(Task brief):
Rewrite the lines from the line with "trace: manicured green shrub" up to and including the line with "Now the manicured", switching "outline" to "contour" and leaving everything else unchanged.

□ □ □ □ □ □ □

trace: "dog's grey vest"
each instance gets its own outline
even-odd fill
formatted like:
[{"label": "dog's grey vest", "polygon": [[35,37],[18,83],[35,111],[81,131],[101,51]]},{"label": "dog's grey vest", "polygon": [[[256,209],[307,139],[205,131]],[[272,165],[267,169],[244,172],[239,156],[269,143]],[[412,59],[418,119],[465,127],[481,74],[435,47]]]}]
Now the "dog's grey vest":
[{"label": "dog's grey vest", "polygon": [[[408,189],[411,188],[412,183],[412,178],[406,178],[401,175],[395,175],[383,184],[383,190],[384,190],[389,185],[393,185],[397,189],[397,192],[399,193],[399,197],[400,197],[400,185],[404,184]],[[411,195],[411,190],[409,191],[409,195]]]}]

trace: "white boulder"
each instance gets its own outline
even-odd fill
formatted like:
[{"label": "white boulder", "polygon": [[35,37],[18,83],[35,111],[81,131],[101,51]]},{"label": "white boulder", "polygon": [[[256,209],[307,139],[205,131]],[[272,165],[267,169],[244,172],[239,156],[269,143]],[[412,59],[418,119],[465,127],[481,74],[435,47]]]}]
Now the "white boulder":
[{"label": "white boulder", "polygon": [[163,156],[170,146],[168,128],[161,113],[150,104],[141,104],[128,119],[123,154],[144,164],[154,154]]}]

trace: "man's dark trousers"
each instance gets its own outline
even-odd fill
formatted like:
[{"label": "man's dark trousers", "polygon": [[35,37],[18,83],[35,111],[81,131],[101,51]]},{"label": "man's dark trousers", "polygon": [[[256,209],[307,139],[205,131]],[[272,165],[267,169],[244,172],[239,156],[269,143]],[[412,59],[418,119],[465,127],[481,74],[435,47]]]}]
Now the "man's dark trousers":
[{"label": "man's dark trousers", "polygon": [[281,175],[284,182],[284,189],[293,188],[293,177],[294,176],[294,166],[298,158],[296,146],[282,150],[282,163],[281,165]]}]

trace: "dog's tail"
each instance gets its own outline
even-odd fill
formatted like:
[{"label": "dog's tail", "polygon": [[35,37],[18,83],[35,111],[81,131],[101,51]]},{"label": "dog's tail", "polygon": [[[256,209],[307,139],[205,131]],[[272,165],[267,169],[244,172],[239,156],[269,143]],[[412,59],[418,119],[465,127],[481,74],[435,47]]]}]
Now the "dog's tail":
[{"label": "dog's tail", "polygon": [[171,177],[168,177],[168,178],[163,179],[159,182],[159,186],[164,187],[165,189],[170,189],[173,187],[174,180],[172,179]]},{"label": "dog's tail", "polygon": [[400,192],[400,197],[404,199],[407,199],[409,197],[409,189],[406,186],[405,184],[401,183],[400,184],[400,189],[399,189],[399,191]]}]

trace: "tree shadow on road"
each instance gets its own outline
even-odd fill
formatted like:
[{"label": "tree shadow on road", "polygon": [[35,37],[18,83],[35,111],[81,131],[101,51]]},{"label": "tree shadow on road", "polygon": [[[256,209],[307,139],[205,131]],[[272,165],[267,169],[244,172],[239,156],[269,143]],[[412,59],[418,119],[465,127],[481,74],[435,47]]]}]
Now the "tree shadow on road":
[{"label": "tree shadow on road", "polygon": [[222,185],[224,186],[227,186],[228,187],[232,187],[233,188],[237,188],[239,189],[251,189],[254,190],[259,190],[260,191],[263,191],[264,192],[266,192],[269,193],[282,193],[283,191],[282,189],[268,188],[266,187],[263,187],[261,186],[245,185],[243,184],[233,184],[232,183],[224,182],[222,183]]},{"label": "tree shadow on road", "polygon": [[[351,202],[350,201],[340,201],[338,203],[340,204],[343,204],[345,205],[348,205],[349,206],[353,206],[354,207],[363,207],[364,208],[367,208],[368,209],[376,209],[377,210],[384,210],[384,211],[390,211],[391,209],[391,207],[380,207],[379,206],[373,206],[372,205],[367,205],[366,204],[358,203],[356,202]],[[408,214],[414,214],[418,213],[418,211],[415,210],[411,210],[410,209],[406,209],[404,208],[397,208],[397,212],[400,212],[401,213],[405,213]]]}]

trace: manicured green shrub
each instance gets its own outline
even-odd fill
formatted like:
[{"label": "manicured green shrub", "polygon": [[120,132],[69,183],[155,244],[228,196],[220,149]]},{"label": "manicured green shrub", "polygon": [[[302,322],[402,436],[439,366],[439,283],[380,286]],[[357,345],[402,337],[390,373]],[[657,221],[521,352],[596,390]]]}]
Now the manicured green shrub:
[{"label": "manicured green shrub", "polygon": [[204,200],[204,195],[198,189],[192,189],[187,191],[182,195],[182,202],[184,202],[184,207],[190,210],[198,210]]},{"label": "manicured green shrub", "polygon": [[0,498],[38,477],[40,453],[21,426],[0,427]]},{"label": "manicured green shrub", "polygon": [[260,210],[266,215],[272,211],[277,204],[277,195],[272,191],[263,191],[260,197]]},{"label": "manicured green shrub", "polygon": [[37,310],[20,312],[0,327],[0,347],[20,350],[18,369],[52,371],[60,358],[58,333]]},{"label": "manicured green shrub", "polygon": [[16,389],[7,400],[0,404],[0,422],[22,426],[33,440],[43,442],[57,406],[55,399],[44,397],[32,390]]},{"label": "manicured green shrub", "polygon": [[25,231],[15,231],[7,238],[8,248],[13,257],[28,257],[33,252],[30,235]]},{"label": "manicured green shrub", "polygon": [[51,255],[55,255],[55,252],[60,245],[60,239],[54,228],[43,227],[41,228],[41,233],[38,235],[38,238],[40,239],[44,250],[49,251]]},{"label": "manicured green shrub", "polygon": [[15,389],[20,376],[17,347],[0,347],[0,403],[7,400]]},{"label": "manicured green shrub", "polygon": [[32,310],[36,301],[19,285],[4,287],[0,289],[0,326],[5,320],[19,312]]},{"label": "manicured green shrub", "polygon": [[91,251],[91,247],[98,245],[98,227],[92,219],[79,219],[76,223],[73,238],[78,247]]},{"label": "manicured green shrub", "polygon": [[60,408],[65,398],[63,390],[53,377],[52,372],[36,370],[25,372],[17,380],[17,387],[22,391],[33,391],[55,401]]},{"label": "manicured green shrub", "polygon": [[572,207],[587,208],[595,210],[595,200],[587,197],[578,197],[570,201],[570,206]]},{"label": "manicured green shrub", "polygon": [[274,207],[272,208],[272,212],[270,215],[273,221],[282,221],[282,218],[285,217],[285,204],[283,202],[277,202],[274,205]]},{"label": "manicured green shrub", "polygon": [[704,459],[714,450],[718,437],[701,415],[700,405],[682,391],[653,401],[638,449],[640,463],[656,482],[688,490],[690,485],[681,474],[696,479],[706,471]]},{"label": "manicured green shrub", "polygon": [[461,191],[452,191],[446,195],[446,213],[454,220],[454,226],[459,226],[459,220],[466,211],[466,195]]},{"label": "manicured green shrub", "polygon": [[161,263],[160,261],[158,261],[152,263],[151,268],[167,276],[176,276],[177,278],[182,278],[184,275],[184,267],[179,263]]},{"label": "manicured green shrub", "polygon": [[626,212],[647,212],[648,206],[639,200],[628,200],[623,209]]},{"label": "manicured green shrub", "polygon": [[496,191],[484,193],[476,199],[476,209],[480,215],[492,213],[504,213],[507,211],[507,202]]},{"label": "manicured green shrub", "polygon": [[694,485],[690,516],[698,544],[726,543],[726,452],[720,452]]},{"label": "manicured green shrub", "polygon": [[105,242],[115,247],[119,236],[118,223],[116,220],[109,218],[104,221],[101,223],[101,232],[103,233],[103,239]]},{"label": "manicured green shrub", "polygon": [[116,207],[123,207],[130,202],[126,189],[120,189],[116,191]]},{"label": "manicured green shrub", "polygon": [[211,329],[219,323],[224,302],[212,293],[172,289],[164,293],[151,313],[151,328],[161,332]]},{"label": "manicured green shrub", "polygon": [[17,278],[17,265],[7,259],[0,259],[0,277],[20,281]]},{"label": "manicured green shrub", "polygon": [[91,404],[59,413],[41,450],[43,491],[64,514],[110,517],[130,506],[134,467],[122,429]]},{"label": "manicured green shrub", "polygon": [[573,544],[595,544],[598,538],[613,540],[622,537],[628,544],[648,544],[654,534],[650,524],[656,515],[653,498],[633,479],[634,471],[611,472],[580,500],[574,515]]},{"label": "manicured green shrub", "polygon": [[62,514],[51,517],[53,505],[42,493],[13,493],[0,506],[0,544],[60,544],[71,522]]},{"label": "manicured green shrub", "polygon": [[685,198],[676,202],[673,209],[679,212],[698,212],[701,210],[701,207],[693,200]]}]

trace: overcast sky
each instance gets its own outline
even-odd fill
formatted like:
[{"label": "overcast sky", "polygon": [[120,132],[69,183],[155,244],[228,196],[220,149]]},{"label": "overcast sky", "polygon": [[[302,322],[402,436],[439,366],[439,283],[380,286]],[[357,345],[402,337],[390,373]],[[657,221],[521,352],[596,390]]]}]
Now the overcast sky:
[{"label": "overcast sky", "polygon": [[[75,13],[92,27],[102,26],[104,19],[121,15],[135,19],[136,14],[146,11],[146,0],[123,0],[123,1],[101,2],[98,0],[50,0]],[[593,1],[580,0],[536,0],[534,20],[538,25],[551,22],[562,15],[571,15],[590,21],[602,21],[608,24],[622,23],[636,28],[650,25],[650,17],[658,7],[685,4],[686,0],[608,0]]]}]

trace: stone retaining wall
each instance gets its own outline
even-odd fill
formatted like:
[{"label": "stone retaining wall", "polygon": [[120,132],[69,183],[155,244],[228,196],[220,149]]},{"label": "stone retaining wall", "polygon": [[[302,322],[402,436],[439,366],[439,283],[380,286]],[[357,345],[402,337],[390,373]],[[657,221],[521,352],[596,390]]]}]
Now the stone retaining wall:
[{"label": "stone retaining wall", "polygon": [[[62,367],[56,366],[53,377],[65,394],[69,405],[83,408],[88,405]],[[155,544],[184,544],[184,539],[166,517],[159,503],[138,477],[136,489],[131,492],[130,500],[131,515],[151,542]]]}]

□ □ □ □ □ □ □

(Answer for the task):
trace: manicured green shrub
each instance gets its own contour
even-odd fill
formatted like:
[{"label": "manicured green shrub", "polygon": [[120,132],[69,183],[155,244],[228,196],[220,149]]},{"label": "manicured green shrub", "polygon": [[[302,322],[402,436],[439,366],[439,283],[380,286]],[[357,345],[402,337],[390,373]],[[657,221],[521,352],[596,390]]]}]
Now the manicured green shrub:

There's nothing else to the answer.